Convert the listing below into a Markdown table with columns Row and Line, starting with the line containing "Look at the photo above. For each instance of the dirt" and continuing through the end of the listing. Give each line its own numbered row and omit blank lines.

> Data excerpts
--------------------------------------------------

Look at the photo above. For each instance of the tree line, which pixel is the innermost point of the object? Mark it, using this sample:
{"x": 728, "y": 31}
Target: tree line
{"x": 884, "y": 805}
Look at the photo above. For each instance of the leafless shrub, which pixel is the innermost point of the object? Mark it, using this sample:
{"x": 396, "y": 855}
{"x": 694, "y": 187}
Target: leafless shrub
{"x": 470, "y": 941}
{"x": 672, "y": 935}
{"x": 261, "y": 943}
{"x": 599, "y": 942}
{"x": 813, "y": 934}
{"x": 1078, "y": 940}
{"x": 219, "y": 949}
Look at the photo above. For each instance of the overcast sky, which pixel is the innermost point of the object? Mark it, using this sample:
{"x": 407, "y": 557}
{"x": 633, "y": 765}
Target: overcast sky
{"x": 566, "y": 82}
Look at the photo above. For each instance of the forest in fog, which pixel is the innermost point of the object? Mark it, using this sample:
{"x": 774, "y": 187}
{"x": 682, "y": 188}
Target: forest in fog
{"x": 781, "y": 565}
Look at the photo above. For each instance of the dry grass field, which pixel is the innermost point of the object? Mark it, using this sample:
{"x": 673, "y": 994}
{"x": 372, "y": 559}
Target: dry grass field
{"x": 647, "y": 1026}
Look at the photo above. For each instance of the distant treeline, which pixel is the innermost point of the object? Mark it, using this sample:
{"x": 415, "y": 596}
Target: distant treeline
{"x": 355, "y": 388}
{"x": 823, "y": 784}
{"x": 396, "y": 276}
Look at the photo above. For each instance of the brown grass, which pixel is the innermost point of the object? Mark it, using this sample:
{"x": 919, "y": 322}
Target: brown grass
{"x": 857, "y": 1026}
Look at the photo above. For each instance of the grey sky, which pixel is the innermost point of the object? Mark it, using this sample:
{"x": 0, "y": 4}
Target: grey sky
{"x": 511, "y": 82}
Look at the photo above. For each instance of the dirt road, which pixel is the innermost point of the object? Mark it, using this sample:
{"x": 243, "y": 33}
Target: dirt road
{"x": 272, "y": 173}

--------------------------------------------------

> Response to the exercise
| Row | Line |
|---|---|
| 1 | Look at the photo above. For each instance of the dirt road, which pixel is the innermost point of the object? Mark it, using this sample: |
| 2 | {"x": 243, "y": 33} |
| 3 | Target: dirt road |
| 4 | {"x": 272, "y": 173} |